▶ EXTRAIT DU DOCUMENT
════════════════════
Jésus, avant de se désigner comme Pasteur, dit à notre surprise:  "Je suis la porte" (10, 7). C'est à travers Lui que l'on doit entrer dans le service de pasteur.  Jésus  souligne très clairement cette condition de fond en affirmant:  celui qui "fait l'escalade par une autre voie est un brigand" (Jn 10, 1). Ce mot "fait l'escalade" - "anabainei" en grec - évoque l'image de quelqu'un qui grimpe sur la clôture pour parvenir, en la franchissant, là où il ne pourrait pas légitimement arriver. "Faire l'escalade" - on peut également voir ici l'image du carriérisme, de la tentative d'arriver "en-haut", de se procurer une position grâce à l'Eglise:  de se servir, et non de servir. C'est l'image de l'homme qui, à travers le sacerdoce, veut devenir important, devenir quelqu'un; l'image de celui  qui  a  pour  objectif  sa propre ascension et non l'humble service de Jésus Christ. Mais l'unique ascension légitime vers le ministère de pasteur est la croix. Telle est la véritable ascension, la porte véritable. Ne pas désirer devenir personnellement quelqu'un, mais être en revanche présent pour l'autre, pour le Christ, et ainsi, à travers Lui et avec Lui, être présent pour les hommes qu'Il cherche, qu'Il veut conduire sur la voie de la vie.

    L'année suivante, il y a un an, c'était le 17 février, notre Saint-Père rendait visite aux séminaristes du Séminaire Pontifical de Rome, comme il vient de le faire encore la semaine dernière. C'est la coutume que les séminaristes lui posent des questions. L'un d'eux, un séminariste bulgare, avait été frappé par ce passage de l'homélie de 2006. Voici la question qu'il a posée :

Comment nous situer par rapport à ces problématiques de la manière la plus sereine et la plus responsable possible?

    Dans sa réponse, le Pape avait de nouveau pris sainte Joséphine en exemple :

Il me vient à l'esprit une petite histoire de sainte Bakhita, cette belle sainte africaine, qui était esclave au Soudan, puis a trouvé le foi en Italie, s'est faite sœur, et alors qu'elle était déjà âgée, l'Évêque effectua une visite dans son monastère, dans sa maison religieuse et il ne la connaissait pas ; il vit cette petite sœur africaine, déjà courbée, et il dit à Bakhita : "Mais vous, que faites-vous ma sœur ?"; Bakhita répondit : "Je fais la même chose que vous, Excellence". L'Évêque surpris demanda : "Mais quoi donc ?" et Bakhita répondit : "Mais Excellence, nous voulons tout deux faire la même chose, faire la volonté de Dieu". Cela me semble une très belle réponse, l'Évêque et la petite sœur, qui ne pouvait pratiquement plus travailler, faisaient, dans des situations différentes, la même chose, essayaient d'accomplir la volonté de Dieu et ils étaient ainsi à leur juste place.
════════════════════
▶ DONNÉES FOURNIES
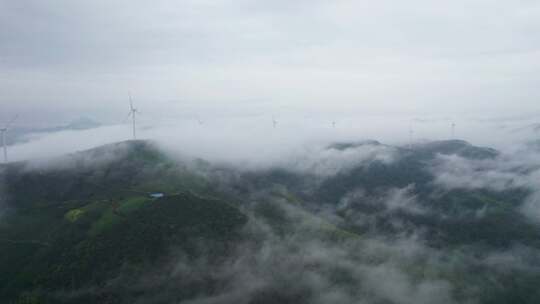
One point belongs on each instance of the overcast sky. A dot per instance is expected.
(411, 58)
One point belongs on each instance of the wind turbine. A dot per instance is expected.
(132, 112)
(4, 131)
(411, 132)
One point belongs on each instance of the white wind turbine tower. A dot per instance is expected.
(132, 112)
(411, 133)
(4, 130)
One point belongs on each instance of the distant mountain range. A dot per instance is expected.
(21, 134)
(354, 222)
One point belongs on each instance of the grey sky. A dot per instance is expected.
(418, 57)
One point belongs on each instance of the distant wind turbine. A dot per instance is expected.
(411, 132)
(132, 112)
(4, 130)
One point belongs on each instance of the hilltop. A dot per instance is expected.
(85, 228)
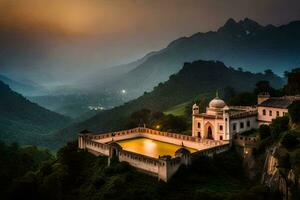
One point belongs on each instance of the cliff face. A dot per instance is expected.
(278, 181)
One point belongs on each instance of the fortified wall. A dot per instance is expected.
(163, 167)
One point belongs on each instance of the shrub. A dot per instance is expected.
(289, 140)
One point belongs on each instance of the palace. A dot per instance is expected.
(162, 153)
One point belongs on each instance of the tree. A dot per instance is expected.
(264, 131)
(294, 111)
(279, 125)
(284, 166)
(289, 140)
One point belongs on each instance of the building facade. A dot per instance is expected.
(222, 122)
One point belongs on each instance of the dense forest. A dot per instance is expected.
(32, 173)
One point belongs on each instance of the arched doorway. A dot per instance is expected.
(209, 133)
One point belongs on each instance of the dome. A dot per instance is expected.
(217, 103)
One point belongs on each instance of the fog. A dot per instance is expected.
(56, 42)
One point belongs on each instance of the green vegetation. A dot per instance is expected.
(178, 110)
(79, 175)
(158, 121)
(25, 122)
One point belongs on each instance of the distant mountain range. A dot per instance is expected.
(25, 88)
(195, 78)
(244, 44)
(25, 122)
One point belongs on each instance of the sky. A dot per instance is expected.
(63, 40)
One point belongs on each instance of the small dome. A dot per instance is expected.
(217, 103)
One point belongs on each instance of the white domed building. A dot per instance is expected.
(221, 122)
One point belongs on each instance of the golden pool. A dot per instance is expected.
(150, 147)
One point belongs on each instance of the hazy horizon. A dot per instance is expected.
(53, 42)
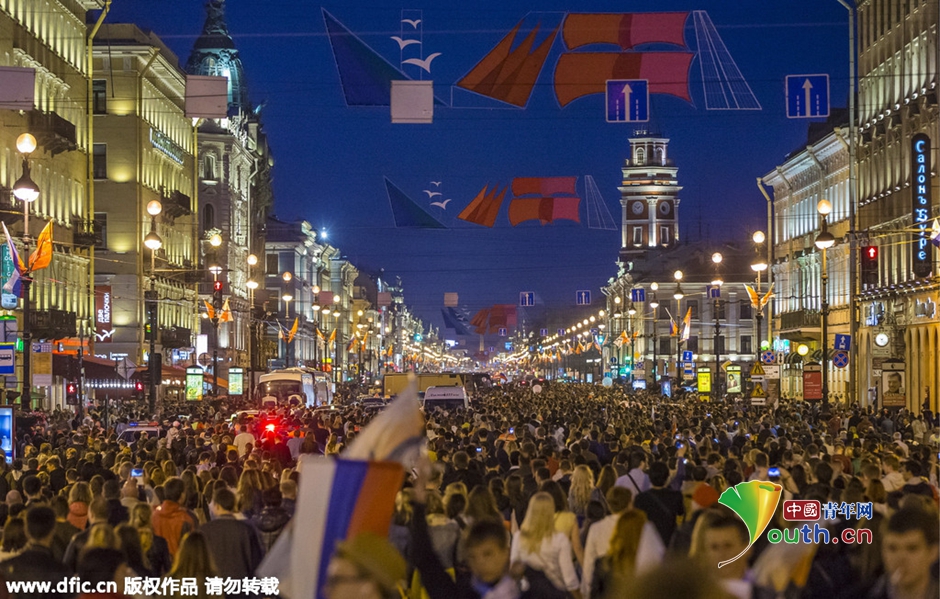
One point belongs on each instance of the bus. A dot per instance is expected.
(294, 387)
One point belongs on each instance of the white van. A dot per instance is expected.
(447, 398)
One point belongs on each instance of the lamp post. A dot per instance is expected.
(654, 304)
(26, 191)
(678, 295)
(717, 282)
(824, 241)
(758, 266)
(153, 242)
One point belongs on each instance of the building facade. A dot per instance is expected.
(143, 153)
(897, 98)
(234, 190)
(650, 254)
(49, 37)
(807, 176)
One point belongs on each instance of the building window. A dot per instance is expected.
(210, 171)
(665, 239)
(208, 217)
(746, 312)
(101, 228)
(99, 91)
(100, 166)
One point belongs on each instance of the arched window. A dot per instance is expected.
(209, 167)
(208, 217)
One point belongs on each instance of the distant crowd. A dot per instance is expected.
(572, 491)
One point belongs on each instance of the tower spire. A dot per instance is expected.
(214, 53)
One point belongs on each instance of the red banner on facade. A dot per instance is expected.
(103, 330)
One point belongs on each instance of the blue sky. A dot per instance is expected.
(331, 159)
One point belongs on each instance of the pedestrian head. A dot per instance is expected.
(366, 567)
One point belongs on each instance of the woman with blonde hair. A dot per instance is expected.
(582, 491)
(79, 499)
(193, 560)
(615, 570)
(155, 549)
(539, 546)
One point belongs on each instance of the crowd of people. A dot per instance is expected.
(573, 491)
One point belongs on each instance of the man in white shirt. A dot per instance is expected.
(242, 440)
(893, 480)
(649, 553)
(636, 480)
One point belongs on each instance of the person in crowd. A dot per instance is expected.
(36, 562)
(539, 545)
(234, 544)
(365, 567)
(171, 520)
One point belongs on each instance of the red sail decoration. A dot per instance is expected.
(579, 74)
(625, 30)
(508, 74)
(544, 186)
(484, 208)
(555, 198)
(490, 320)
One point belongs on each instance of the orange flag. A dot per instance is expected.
(210, 310)
(42, 256)
(293, 330)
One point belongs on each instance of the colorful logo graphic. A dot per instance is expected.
(755, 503)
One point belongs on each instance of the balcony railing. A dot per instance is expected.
(800, 319)
(54, 133)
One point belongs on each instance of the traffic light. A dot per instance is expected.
(870, 266)
(217, 297)
(71, 393)
(151, 322)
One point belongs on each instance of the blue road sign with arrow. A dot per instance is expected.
(807, 96)
(628, 101)
(842, 342)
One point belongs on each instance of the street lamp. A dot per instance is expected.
(824, 241)
(251, 284)
(717, 282)
(758, 266)
(678, 295)
(654, 304)
(153, 242)
(26, 191)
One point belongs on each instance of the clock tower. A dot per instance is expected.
(649, 196)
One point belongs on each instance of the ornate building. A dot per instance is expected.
(143, 152)
(651, 252)
(649, 196)
(897, 69)
(50, 38)
(818, 172)
(234, 194)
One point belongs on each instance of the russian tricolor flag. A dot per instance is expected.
(337, 500)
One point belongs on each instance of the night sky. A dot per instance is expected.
(331, 160)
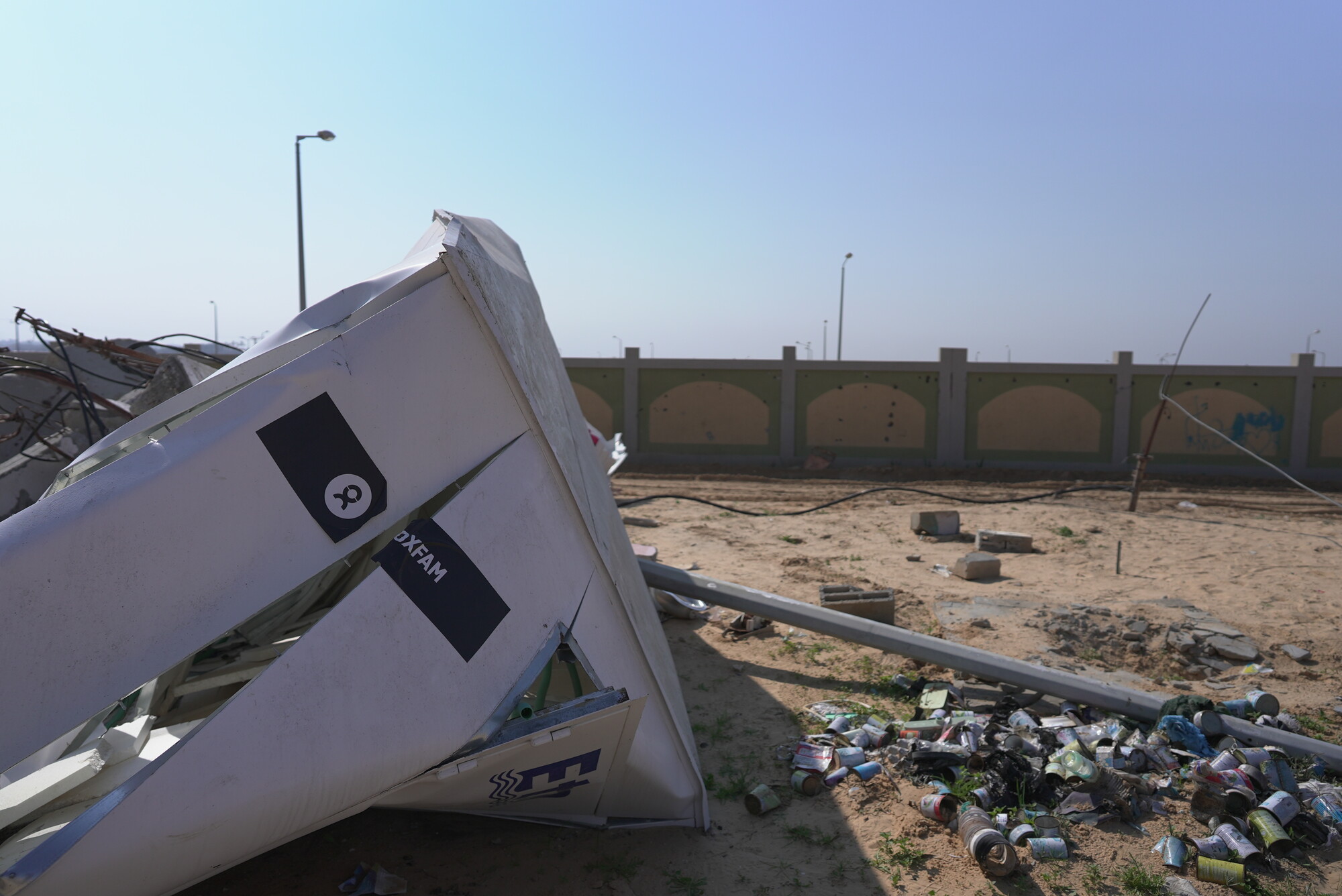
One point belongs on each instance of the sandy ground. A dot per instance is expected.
(1261, 560)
════════════════════
▶ SÉRIE D'EXERCICES
1: Relevez, dans l'ordre, toutes les paroles placées entre guillemets dans l'histoire de sainte Bakhita que rapporte l'extrait sur le ministère de pasteur, en précisant qui prononce chacune d'elles.
2: Poursuivez l'extrait sur le ministère de pasteur par un paragraphe qui commence après sa dernière phrase.

▶ RÉPONSES NUMÉROTÉES
1:
1. L'Évêque : « Mais vous, que faites-vous ma sœur ? »
2. Bakhita : « Je fais la même chose que vous, Excellence »
3. L'Évêque : « Mais quoi donc ? »
4. Bakhita : « Mais Excellence, nous voulons tout deux faire la même chose, faire la volonté de Dieu »

2:
    Par l'intercession de sainte Joséphine, prions donc le Seigneur pour tous ceux qui prétendent le servir, mais qui, en réalité, ne cherchent que leur propre gloire. Et qui ne la cherche pas ?

Le Seigneur sait, - avait dit aussi le Pape - il savait dès le commencement que, dans l'Eglise, le péché existe aussi et pour notre humilité, il est important de le reconnaître et de ne pas seulement voir le péché chez les autres, dans les structures, dans les hautes responsabilités hiérarchiques, mais également en nous-mêmes pour être ainsi plus  humbles et apprendre que ne compte pas, devant le Seigneur, la position ecclésiale, mais que ce qui compte est d'être dans son amour et de faire briller son amour.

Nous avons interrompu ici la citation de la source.